== Data in this exercise

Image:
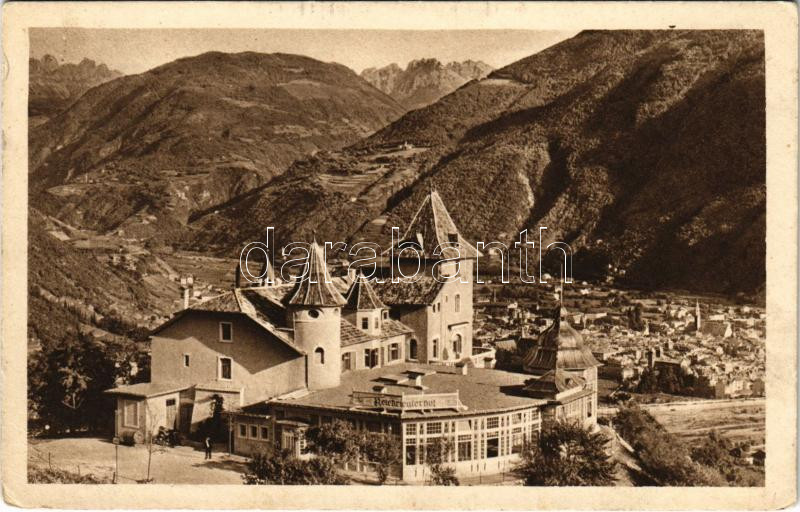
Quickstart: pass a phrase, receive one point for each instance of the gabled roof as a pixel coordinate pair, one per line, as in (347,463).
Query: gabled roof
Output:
(315,288)
(421,291)
(261,312)
(361,296)
(432,227)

====

## Stated task
Retype every item above word for word, leaving the pictures out.

## Answer for the task
Image:
Quickstart: pass a phrase, receive one point for each instance of the gabled roof as a pixel coordinate pair, one per line, as in (347,463).
Query: gabled roof
Output:
(315,288)
(421,291)
(261,312)
(361,296)
(432,227)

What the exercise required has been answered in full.